Give back the line where "TARGET = lily pad notch" appears and all the lines after it until the listing ends, unchanged and with nothing else.
— begin Dataset content —
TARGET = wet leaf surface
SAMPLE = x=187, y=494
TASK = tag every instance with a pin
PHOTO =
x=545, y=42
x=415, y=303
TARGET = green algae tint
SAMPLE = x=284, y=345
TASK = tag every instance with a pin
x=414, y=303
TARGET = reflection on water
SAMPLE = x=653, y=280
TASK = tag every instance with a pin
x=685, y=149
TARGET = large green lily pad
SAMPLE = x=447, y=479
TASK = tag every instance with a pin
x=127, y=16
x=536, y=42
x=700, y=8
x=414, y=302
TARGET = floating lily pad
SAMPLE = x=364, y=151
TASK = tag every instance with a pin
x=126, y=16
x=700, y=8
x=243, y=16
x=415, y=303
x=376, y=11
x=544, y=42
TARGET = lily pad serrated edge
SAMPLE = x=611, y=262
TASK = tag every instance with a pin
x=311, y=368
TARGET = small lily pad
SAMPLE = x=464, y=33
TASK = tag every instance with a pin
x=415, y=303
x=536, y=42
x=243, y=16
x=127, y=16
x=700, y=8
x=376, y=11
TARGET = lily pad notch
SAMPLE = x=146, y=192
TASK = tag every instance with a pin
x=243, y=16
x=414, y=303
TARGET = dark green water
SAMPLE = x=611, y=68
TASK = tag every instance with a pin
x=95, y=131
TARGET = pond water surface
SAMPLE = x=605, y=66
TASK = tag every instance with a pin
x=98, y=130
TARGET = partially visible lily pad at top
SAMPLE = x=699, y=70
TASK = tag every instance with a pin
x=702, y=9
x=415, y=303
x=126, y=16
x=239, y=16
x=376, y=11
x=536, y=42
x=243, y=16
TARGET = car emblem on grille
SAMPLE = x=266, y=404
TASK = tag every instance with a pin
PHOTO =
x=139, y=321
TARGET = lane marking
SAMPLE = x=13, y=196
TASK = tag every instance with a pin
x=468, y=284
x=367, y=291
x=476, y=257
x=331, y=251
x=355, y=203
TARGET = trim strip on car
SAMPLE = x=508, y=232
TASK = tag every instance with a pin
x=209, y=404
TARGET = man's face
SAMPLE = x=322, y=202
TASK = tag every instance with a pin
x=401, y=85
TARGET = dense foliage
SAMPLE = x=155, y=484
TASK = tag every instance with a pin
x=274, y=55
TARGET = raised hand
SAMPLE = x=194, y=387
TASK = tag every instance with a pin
— end Dataset content —
Result
TARGET = lily pad notch
SAMPLE = x=146, y=192
TASK = tag every instance with a pin
x=243, y=16
x=414, y=303
TARGET = dark green water
SAMPLE = x=611, y=68
TASK = tag every instance with a pin
x=95, y=131
TARGET = pond water surface
SAMPLE = x=605, y=66
TASK = tag every instance with a pin
x=98, y=130
TARGET = partially visible lily pad at top
SAMPLE = x=699, y=70
TASK = tag every instance with a pin
x=702, y=9
x=415, y=303
x=126, y=16
x=239, y=16
x=376, y=11
x=536, y=42
x=243, y=16
TARGET = car emblem on grille
SAMPLE = x=266, y=404
TASK = tag every instance with a pin
PHOTO =
x=139, y=321
TARGET = lane marking
SAMPLE = x=13, y=196
TASK = tag every instance with a pin
x=468, y=284
x=367, y=291
x=476, y=257
x=331, y=251
x=355, y=203
TARGET = trim strip on car
SAMPLE = x=508, y=232
TASK = tag every instance with a pin
x=209, y=404
TARGET = man's face
SAMPLE = x=322, y=202
TASK = tag every instance with a pin
x=401, y=85
TARGET = dense foliage
SAMPLE = x=155, y=484
TASK = tag every instance with a pin
x=274, y=55
TARGET = raised hand
SAMPLE = x=194, y=387
TASK = tag every instance with a pin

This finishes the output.